# WHAT YOU ARE ASKED TO DO
Reproduce word for word every line of the data below, from the line holding "Batch job #47 — class: small" through the end, both included.

★ ★ ★ ★ ★

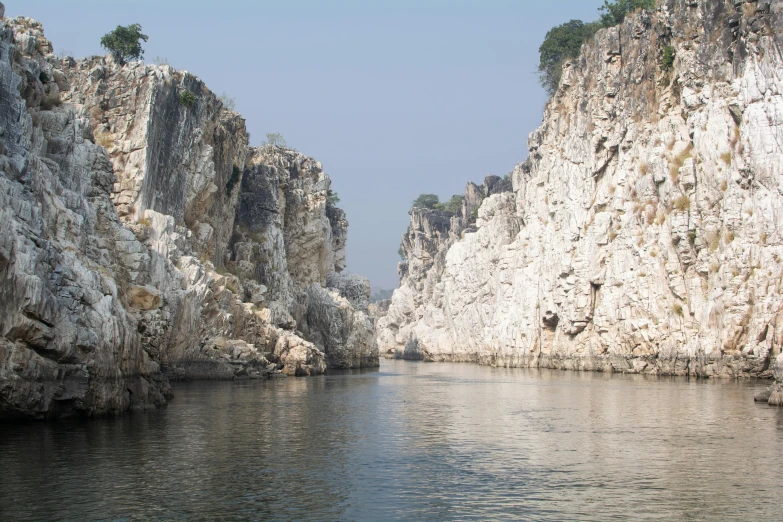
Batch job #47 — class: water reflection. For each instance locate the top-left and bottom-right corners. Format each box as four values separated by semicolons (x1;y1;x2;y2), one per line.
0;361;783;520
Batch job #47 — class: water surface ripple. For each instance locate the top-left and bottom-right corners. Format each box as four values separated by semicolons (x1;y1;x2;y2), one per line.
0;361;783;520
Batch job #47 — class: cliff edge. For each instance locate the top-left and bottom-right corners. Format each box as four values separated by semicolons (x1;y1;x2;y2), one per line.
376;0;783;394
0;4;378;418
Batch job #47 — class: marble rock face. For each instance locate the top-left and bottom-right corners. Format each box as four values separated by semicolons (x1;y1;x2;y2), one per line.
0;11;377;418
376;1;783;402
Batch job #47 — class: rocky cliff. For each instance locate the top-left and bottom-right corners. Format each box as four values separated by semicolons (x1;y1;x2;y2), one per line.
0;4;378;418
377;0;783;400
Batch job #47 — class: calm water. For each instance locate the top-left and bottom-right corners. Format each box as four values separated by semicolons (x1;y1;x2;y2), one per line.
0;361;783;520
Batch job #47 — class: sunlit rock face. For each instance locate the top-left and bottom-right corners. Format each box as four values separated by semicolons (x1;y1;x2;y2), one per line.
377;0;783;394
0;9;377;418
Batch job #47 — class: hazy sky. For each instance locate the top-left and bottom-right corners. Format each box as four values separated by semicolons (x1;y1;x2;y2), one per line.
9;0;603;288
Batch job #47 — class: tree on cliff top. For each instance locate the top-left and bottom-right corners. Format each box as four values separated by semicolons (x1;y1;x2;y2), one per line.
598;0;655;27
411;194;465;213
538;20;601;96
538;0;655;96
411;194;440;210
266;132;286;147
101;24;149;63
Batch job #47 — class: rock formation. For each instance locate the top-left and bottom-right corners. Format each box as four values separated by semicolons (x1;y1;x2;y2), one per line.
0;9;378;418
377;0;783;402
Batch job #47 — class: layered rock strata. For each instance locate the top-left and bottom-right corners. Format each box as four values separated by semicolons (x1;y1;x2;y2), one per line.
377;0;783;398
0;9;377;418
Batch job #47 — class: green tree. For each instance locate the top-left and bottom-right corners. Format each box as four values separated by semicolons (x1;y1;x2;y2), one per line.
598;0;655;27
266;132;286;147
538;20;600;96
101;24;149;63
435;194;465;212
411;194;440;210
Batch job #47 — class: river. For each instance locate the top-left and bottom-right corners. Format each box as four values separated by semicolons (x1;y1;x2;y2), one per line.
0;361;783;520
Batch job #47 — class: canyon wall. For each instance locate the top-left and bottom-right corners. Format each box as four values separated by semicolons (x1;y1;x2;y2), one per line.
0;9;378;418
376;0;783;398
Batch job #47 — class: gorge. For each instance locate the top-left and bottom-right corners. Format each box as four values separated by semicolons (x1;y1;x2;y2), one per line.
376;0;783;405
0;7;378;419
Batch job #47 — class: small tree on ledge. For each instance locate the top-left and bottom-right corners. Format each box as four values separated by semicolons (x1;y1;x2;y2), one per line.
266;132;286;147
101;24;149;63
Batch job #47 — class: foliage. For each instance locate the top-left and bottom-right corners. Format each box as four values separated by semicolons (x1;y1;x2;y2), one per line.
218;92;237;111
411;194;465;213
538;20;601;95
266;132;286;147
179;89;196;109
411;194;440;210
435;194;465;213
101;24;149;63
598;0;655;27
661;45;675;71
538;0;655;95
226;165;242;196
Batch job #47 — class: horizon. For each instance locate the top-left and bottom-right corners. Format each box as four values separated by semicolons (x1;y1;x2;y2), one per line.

★ ★ ★ ★ ★

# WRITTEN SOLUTION
Batch job #47 — class: small tree on ledge. For each instance locate the top-left and bottom-right corners. Format each box as four values separated by semicolons (x1;y1;x2;y2), one per line.
266;132;286;147
101;24;149;63
Batch job #47 — class: foliage. For each instance locate the top-left and bottom-right corners. Format each box as four values separated by semicolons (x1;y1;x2;y2), one per line.
218;92;237;111
411;194;465;213
538;20;601;95
266;132;286;147
179;89;196;109
411;194;440;210
435;194;465;213
101;24;149;63
598;0;655;27
661;45;675;71
538;0;655;95
226;165;242;196
Batch job #47 — class: horizon. For each instance locate the top-left and bottom-right corners. Format each box as four values separated by semicolons (x1;y1;x2;y2), one per line.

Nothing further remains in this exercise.